### Page extract
# Snowblowers...whatcha got?



## 94NDTA (May 28, 2005)

Well, bought my first house this year, and am in the market for a snowblower. I don't have a large driveway, or a lot sidewalk. I have been looking at a couple craftsman snowblowers. My father has had one for 25 years that still runs great, so I don't really have any reason not to get craftsman. Just seeing what else is out there, and what other people are using.


----------



## hunt4P&amp;Y (Sep 23, 2004)

Really depends on your budget... For 90% of the people a paddle blower.... aka one that has the rubber, or plastic paddles that drive it when you tip it up. They work great... dig down to the concrete small light and fairly priced. Even in a blizzard you can break the drifts and blow it with one. In one of these I would go with a toro. The new 6.5 hp 4 stroke is great. I think around $650 or so.

As for a large blower I would go with an Arien's or a toro. Arien's are going to be spendy but work great. I know there has been a few years where MTD built them... but for many they built for JD and now just for themselves. My guess there on a 12 HP or bigger is going to be around $1200 or so.

### Excerpts of location labeling data

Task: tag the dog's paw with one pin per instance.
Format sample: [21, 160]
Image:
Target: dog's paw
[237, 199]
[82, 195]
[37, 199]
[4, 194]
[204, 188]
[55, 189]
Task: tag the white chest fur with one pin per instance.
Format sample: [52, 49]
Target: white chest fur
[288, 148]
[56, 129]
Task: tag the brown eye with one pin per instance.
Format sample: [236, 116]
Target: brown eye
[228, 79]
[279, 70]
...
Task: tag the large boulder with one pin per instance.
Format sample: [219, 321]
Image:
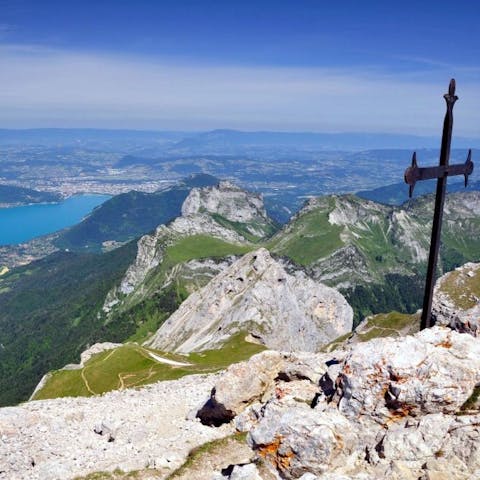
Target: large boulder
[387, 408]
---
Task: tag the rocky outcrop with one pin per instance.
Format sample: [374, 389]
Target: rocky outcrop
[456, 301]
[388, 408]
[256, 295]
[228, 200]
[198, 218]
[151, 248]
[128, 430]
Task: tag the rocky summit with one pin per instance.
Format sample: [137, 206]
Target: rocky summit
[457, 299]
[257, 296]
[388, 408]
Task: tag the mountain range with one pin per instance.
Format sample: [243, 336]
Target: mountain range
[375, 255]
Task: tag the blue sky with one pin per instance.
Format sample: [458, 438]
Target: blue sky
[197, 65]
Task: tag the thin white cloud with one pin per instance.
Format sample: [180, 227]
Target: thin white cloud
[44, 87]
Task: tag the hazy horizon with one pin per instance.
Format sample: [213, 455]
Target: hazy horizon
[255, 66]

### Request
In the snowblower thread, roughly how much does the reply say the new 6.5 hp 4-stroke Toro paddle blower costs?

### Full output
Around $650.